The records -
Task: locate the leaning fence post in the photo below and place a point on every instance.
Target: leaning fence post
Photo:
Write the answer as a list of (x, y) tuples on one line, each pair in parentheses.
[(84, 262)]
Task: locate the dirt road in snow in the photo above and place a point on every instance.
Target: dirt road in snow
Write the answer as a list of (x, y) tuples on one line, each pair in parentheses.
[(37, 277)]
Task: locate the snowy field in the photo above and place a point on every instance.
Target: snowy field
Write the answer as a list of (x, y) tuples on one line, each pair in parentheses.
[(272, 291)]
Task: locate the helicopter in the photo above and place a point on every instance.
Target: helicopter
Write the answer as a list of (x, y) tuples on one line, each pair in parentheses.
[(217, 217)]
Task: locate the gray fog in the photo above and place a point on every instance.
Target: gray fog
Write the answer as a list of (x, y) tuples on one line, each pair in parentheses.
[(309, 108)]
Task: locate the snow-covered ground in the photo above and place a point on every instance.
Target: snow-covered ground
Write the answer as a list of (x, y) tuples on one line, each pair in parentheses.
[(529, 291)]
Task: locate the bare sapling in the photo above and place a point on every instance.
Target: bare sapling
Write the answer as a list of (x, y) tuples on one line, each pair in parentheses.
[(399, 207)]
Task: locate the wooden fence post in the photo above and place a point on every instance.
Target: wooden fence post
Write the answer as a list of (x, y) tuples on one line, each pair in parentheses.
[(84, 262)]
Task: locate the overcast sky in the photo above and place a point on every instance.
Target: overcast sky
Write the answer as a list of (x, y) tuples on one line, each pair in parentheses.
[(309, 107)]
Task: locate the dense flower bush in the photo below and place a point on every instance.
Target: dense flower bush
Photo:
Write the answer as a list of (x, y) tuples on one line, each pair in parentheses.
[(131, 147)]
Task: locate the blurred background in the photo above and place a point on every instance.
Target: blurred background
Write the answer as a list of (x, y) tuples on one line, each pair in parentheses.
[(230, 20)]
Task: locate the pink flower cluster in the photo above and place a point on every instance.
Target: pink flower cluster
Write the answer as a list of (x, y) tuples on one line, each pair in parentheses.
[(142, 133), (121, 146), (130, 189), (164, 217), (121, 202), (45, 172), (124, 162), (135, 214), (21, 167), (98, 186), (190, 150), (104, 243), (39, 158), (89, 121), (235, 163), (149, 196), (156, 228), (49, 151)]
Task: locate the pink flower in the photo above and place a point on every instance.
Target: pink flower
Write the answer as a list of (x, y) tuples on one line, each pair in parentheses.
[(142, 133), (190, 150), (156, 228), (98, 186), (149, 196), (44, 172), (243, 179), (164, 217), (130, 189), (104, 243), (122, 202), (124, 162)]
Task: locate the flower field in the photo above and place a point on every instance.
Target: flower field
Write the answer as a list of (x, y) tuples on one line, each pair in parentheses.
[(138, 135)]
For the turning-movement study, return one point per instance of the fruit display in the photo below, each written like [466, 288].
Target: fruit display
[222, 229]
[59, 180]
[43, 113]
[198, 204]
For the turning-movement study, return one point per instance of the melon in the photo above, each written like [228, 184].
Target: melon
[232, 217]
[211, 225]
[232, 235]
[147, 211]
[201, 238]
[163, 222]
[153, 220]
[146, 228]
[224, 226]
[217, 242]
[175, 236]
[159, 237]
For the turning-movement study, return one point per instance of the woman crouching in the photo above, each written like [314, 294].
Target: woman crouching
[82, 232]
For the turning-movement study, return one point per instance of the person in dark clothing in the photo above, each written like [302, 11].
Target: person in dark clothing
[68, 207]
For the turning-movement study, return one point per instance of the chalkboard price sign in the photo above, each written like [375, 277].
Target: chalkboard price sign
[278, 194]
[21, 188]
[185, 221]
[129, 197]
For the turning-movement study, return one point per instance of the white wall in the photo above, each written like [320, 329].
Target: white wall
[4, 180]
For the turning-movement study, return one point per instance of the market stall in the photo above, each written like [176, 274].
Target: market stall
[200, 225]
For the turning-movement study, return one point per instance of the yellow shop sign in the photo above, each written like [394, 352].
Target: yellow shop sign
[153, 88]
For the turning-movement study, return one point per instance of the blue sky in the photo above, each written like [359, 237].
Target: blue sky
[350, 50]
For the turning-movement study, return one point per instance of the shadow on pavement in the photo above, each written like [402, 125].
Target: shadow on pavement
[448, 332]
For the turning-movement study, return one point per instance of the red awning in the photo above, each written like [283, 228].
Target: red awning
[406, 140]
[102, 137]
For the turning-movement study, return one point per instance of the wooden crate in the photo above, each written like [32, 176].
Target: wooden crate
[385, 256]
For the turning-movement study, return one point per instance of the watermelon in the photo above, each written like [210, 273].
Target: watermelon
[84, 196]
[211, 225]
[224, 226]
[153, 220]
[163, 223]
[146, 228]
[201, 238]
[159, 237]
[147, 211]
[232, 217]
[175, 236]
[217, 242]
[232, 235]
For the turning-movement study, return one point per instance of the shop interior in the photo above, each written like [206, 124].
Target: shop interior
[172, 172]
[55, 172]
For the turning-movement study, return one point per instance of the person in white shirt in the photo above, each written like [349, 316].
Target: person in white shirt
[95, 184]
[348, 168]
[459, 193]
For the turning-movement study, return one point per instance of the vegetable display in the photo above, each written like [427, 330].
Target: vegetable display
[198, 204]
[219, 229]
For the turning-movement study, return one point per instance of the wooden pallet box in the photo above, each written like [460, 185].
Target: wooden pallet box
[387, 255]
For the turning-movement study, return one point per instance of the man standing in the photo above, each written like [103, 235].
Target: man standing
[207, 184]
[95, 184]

What this task involves -
Reproduce word for word everything from the line containing "like [349, 316]." down to the end of the items, including both of those ends.

Completed exercise -
For the turning-movement study, return one point per instance of the person in white shirt in the photo above, each written like [349, 316].
Target: person in white shirt
[95, 184]
[348, 168]
[459, 193]
For the turning-movement study, return one point per instance of the vegetable display in the photo above, each written like [427, 330].
Target: vegetable display
[198, 204]
[219, 229]
For the turning-movement study, return one point per instance of the wooden pallet box in the photo above, each written like [460, 185].
Target: wooden pallet box
[387, 255]
For the turning-movement study, return one point per instance of the man standing in the photo above, each written like [103, 235].
Target: man standing
[207, 184]
[95, 184]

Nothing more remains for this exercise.